THE REQUEST: Below is a set of entries. Reproduce exactly the lines from the one containing "Locate every instance of the pile" through the end, both included.

EXTRACTED MATERIAL:
- - -

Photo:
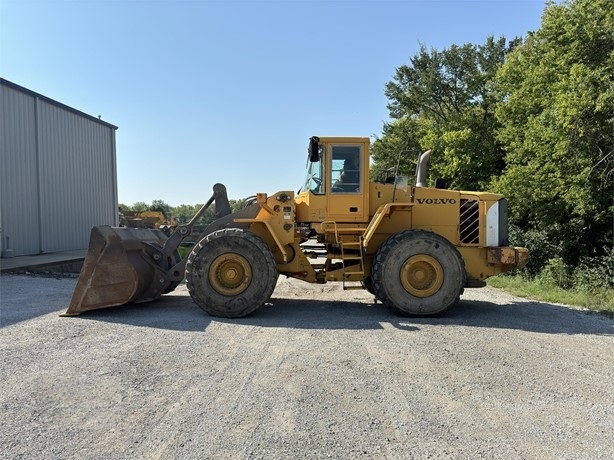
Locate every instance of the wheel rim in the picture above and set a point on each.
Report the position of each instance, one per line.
(230, 274)
(422, 275)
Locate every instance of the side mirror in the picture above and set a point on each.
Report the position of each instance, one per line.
(314, 149)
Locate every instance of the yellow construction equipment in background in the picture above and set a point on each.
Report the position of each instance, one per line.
(414, 247)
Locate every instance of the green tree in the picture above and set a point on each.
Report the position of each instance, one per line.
(138, 206)
(557, 125)
(442, 100)
(161, 206)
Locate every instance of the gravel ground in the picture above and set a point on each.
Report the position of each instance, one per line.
(316, 373)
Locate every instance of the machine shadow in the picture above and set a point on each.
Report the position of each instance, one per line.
(178, 312)
(527, 316)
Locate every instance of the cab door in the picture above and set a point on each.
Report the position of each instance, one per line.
(347, 181)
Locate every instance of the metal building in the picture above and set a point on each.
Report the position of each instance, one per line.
(58, 175)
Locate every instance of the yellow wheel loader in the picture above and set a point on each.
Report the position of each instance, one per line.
(414, 247)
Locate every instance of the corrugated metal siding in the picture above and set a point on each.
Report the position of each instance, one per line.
(18, 169)
(60, 167)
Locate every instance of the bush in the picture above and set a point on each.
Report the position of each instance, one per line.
(595, 273)
(541, 250)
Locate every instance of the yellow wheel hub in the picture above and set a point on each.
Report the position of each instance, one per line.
(422, 275)
(230, 274)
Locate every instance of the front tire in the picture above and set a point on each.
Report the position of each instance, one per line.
(418, 273)
(230, 273)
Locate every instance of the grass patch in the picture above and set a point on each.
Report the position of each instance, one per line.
(601, 300)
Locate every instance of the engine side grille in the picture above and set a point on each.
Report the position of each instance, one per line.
(469, 222)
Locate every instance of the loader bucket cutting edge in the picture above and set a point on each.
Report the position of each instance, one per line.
(117, 270)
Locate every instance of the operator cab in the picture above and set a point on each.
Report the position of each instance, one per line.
(337, 183)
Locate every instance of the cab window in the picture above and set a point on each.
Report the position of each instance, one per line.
(345, 169)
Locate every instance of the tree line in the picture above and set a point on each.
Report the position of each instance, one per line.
(531, 117)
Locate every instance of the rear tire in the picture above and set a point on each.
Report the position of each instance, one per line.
(230, 273)
(418, 273)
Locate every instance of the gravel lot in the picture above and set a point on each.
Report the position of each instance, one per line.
(317, 373)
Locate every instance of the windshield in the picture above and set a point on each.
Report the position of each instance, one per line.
(315, 175)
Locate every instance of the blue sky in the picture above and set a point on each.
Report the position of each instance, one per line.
(230, 91)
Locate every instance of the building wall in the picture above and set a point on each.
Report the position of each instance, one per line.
(57, 173)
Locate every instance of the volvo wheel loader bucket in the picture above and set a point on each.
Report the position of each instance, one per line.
(126, 264)
(121, 266)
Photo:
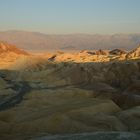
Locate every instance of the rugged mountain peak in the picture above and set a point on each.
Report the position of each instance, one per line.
(6, 47)
(134, 53)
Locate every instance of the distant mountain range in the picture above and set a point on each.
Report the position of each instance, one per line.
(43, 42)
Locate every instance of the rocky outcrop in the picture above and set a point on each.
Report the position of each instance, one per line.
(5, 48)
(117, 52)
(134, 53)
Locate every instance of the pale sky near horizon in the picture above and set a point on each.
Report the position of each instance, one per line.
(71, 16)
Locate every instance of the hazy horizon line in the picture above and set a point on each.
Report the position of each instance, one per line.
(74, 33)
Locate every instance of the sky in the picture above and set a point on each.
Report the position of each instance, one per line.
(71, 16)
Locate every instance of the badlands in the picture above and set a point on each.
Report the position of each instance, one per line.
(61, 95)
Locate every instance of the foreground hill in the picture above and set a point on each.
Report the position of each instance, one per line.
(79, 93)
(9, 54)
(37, 41)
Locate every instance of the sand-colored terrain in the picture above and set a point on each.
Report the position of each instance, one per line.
(68, 93)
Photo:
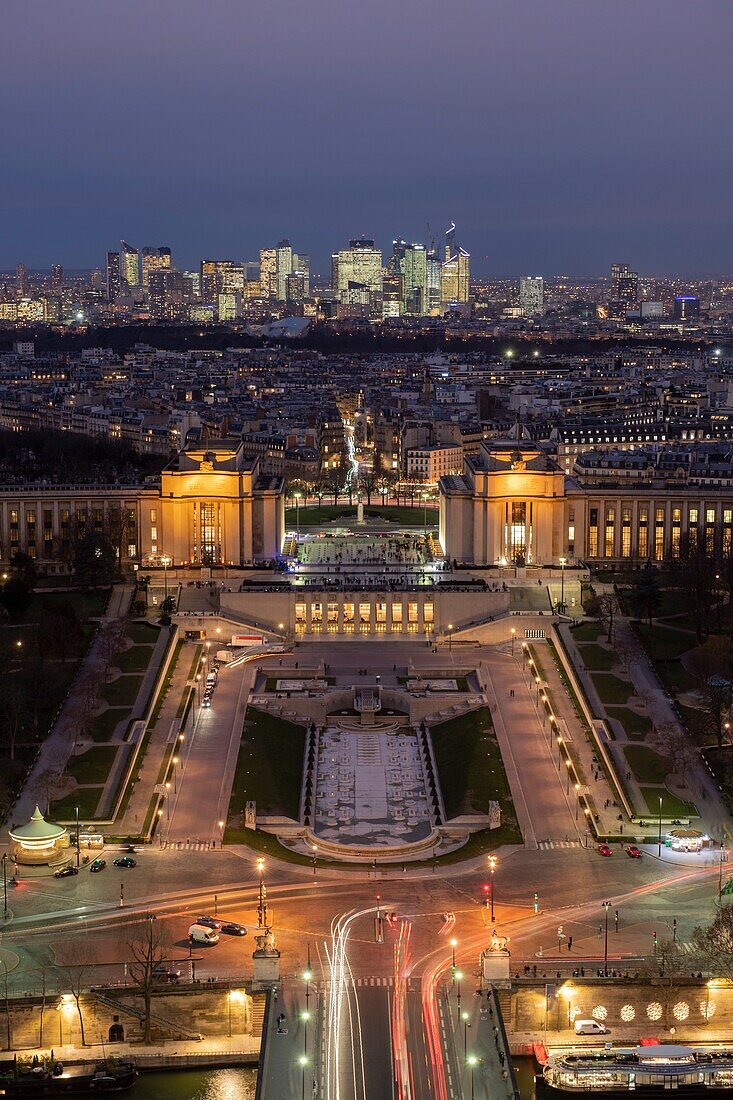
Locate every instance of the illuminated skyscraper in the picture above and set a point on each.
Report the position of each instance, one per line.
(532, 296)
(113, 275)
(414, 279)
(624, 290)
(359, 266)
(154, 260)
(130, 265)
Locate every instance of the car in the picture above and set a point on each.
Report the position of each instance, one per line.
(209, 922)
(126, 861)
(233, 930)
(164, 975)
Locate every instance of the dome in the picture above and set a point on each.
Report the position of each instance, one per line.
(39, 832)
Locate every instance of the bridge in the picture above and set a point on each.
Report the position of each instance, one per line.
(345, 1034)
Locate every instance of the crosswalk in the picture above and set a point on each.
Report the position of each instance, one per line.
(546, 845)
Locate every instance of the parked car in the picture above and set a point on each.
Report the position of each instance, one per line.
(199, 934)
(64, 872)
(209, 922)
(233, 930)
(126, 861)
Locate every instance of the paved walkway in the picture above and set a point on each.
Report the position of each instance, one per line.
(58, 745)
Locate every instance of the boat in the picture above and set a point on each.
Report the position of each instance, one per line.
(649, 1070)
(52, 1078)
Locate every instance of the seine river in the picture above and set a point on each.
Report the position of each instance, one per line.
(197, 1085)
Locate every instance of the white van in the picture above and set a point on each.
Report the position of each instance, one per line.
(590, 1027)
(199, 934)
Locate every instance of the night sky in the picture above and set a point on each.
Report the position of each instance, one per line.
(559, 134)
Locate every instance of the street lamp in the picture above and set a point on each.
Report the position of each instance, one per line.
(606, 906)
(564, 562)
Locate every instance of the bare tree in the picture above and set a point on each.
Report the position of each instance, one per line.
(677, 747)
(78, 963)
(608, 607)
(712, 945)
(148, 950)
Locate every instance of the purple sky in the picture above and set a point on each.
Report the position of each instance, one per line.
(559, 134)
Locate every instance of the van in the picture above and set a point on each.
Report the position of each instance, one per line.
(590, 1027)
(199, 934)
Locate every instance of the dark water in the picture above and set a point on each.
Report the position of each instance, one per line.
(196, 1085)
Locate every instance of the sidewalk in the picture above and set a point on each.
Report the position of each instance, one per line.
(58, 745)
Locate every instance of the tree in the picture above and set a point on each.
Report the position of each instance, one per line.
(95, 562)
(712, 945)
(608, 604)
(646, 594)
(148, 950)
(710, 666)
(15, 596)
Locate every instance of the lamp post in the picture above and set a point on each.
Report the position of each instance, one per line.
(262, 904)
(606, 906)
(564, 562)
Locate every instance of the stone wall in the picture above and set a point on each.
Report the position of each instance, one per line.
(177, 1012)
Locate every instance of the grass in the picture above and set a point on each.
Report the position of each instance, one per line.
(664, 642)
(134, 659)
(142, 634)
(648, 767)
(270, 766)
(104, 725)
(470, 766)
(93, 766)
(86, 799)
(123, 691)
(611, 689)
(587, 631)
(598, 658)
(394, 514)
(636, 726)
(671, 806)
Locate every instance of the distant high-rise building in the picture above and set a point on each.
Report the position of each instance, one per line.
(532, 296)
(113, 275)
(414, 279)
(686, 307)
(359, 266)
(276, 265)
(154, 260)
(130, 264)
(624, 290)
(434, 267)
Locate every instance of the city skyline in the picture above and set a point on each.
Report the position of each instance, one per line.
(556, 147)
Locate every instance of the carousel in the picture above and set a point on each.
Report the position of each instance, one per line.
(39, 842)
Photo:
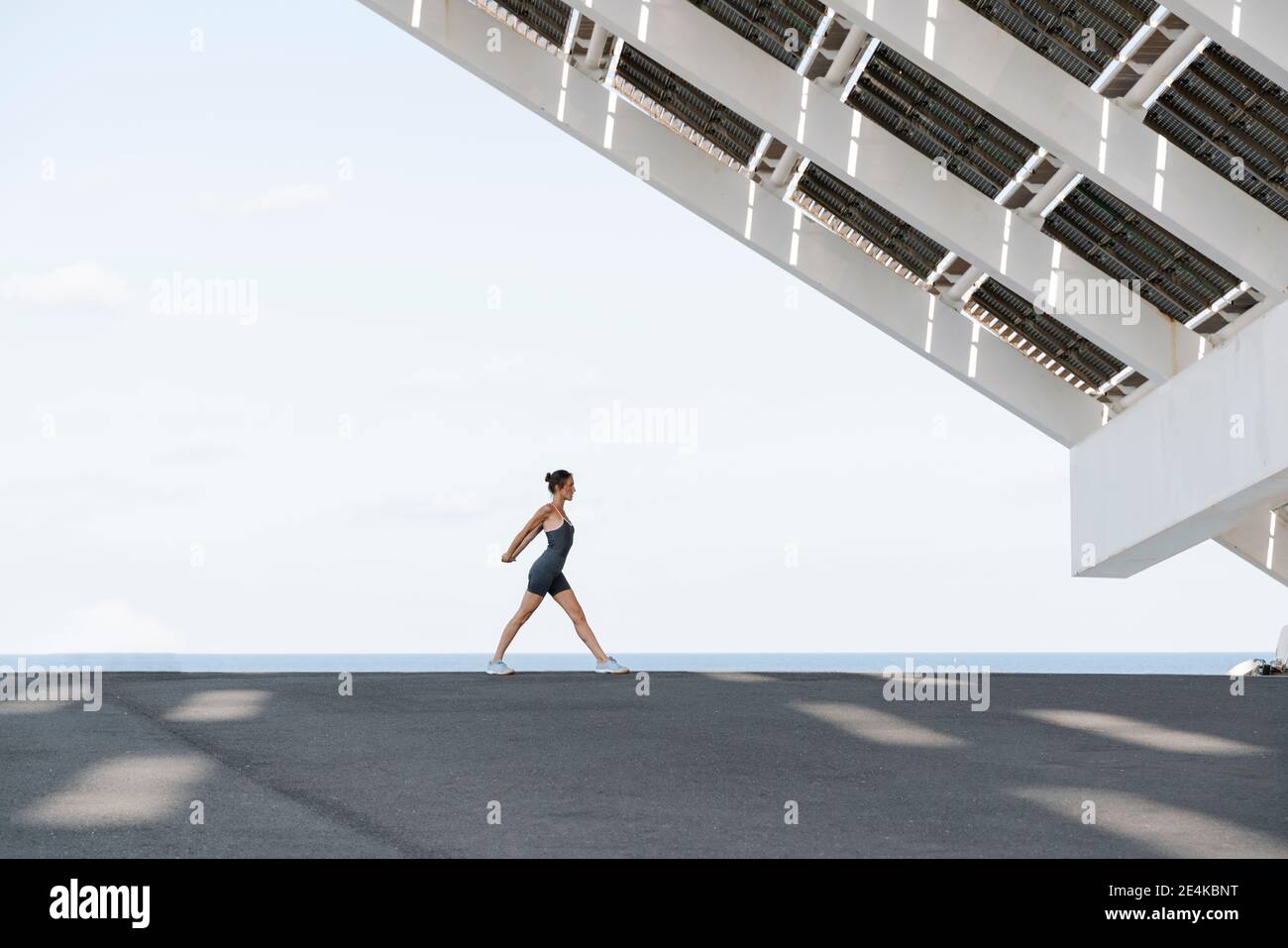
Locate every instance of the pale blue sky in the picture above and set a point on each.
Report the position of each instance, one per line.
(128, 436)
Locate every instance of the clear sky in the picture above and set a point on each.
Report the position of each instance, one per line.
(443, 298)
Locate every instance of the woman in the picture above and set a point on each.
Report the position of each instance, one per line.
(546, 576)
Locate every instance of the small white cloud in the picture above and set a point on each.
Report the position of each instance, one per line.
(284, 198)
(80, 283)
(115, 626)
(287, 198)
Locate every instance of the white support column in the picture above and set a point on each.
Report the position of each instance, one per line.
(1172, 58)
(828, 132)
(1083, 129)
(1196, 459)
(750, 214)
(1253, 30)
(1262, 541)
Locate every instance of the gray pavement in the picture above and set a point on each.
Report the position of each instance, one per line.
(704, 766)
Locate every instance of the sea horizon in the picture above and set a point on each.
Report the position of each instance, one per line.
(854, 662)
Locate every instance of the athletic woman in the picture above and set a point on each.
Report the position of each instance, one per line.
(546, 576)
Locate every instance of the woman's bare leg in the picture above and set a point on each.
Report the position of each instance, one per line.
(531, 600)
(568, 600)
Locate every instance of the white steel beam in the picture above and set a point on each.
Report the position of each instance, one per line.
(1107, 143)
(825, 130)
(1194, 459)
(1262, 541)
(750, 214)
(1253, 30)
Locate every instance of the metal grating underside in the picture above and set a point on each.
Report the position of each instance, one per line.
(781, 27)
(893, 236)
(548, 17)
(716, 123)
(1055, 29)
(1077, 356)
(936, 121)
(1115, 237)
(1222, 108)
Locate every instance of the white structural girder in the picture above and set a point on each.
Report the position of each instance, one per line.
(1253, 30)
(1262, 541)
(1083, 129)
(747, 213)
(1194, 459)
(816, 124)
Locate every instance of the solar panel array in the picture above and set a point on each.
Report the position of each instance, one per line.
(1234, 120)
(548, 17)
(888, 232)
(938, 123)
(1057, 29)
(1077, 356)
(1126, 245)
(717, 124)
(781, 27)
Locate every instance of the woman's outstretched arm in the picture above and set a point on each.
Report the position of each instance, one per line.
(529, 530)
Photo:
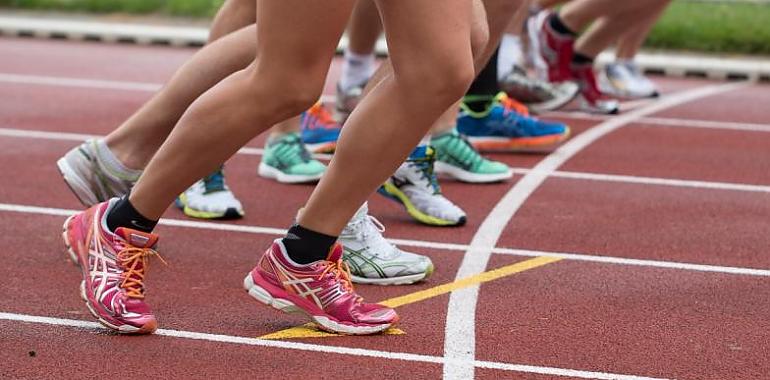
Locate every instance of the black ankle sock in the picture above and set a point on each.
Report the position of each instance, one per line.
(123, 214)
(305, 246)
(557, 25)
(582, 59)
(484, 87)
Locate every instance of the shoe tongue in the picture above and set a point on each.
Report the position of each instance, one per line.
(335, 253)
(419, 152)
(362, 212)
(136, 238)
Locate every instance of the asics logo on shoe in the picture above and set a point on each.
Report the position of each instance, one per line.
(138, 240)
(140, 226)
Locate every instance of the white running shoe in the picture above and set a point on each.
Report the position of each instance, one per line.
(625, 80)
(374, 260)
(90, 178)
(415, 186)
(210, 198)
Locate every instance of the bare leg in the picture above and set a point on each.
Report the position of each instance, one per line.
(439, 68)
(364, 28)
(233, 15)
(632, 40)
(606, 30)
(139, 137)
(578, 14)
(293, 56)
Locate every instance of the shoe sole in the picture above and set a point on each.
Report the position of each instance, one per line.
(392, 192)
(322, 148)
(554, 104)
(327, 324)
(470, 177)
(267, 171)
(229, 214)
(403, 280)
(487, 144)
(82, 191)
(123, 329)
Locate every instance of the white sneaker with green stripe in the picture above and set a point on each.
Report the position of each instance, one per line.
(92, 177)
(457, 158)
(415, 186)
(287, 160)
(374, 260)
(210, 198)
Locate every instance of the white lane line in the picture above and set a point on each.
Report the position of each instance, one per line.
(669, 122)
(79, 82)
(326, 349)
(637, 262)
(228, 227)
(460, 332)
(330, 98)
(654, 181)
(64, 136)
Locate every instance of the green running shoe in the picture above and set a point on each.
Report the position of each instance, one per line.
(287, 160)
(457, 158)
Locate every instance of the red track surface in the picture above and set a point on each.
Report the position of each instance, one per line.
(610, 317)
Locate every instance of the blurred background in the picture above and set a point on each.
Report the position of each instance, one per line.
(716, 26)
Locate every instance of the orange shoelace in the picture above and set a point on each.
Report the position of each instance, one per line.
(135, 262)
(341, 272)
(513, 104)
(323, 115)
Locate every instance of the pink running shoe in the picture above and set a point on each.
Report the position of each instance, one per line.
(113, 267)
(555, 49)
(591, 98)
(321, 290)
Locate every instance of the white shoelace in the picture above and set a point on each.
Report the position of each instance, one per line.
(369, 230)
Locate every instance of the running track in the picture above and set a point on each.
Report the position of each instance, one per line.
(637, 250)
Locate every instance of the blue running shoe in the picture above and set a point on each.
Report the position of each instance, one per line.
(319, 130)
(506, 125)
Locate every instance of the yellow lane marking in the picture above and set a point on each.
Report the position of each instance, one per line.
(308, 330)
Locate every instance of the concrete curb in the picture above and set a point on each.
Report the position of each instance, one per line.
(668, 64)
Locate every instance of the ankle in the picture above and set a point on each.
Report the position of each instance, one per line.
(305, 246)
(124, 214)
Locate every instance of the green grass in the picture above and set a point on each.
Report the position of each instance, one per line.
(728, 27)
(714, 27)
(188, 8)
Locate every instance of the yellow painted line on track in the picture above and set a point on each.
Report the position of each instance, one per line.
(308, 330)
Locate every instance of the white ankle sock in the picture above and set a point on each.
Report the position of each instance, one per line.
(510, 54)
(356, 69)
(112, 164)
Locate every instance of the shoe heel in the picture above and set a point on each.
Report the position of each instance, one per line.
(65, 238)
(76, 186)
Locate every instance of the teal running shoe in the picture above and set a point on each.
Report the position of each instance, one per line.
(286, 160)
(457, 158)
(210, 198)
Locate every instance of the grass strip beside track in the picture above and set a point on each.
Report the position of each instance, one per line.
(714, 26)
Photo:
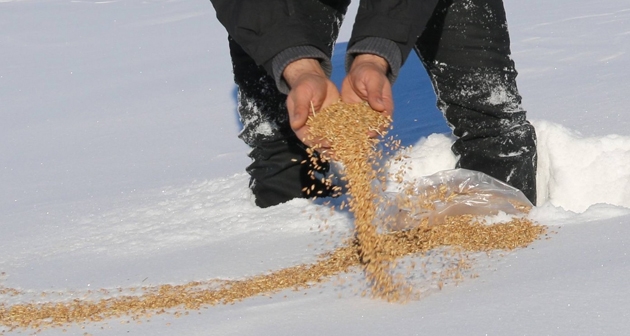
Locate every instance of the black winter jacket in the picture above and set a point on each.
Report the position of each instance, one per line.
(264, 28)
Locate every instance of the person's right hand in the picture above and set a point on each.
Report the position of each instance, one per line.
(310, 90)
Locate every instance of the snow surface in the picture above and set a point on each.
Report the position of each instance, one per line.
(120, 167)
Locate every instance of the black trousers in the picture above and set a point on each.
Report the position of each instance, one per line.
(466, 50)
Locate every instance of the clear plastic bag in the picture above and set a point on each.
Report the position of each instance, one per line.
(449, 193)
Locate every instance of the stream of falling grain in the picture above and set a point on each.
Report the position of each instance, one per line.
(344, 126)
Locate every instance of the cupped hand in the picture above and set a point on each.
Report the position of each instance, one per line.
(311, 90)
(367, 81)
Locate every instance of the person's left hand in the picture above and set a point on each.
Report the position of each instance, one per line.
(367, 81)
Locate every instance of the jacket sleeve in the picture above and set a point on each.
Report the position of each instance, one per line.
(389, 28)
(265, 28)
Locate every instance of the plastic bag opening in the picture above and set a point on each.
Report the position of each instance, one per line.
(448, 193)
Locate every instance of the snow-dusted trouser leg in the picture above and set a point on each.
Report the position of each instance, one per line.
(277, 174)
(466, 50)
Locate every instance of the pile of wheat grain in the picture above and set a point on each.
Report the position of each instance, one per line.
(465, 232)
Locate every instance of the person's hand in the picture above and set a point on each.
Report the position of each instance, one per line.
(310, 91)
(367, 81)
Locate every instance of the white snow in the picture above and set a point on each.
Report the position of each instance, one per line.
(120, 166)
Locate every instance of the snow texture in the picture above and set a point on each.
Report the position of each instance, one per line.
(121, 167)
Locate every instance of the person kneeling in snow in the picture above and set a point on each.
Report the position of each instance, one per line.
(281, 52)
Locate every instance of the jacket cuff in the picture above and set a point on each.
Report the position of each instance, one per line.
(379, 46)
(282, 59)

- - -

WRITTEN RESPONSE:
Locate every instance of the pile of wheat grain in the picture above and set a point on each.
Report the position of each instance, one per line.
(465, 232)
Locate every instance of the person's hand in the picture above and set a point on each.
Report the position of each instance, one per line.
(310, 91)
(367, 81)
Locate every instance of the white snow in the picture above and set a point on each.
Report the position of each instance, one per line.
(120, 166)
Locate every instance of the snow texture in the picture above and set a point on each.
Report the position of each instance, one per line.
(121, 167)
Locate every instance of the person kneeling in snow in the picture above and set a point on each.
Report the position of each instance, one per line.
(281, 52)
Locate every instance of the jacket cuff in the picture above and set a point on each.
Report the position of each instance, one per line.
(379, 46)
(282, 59)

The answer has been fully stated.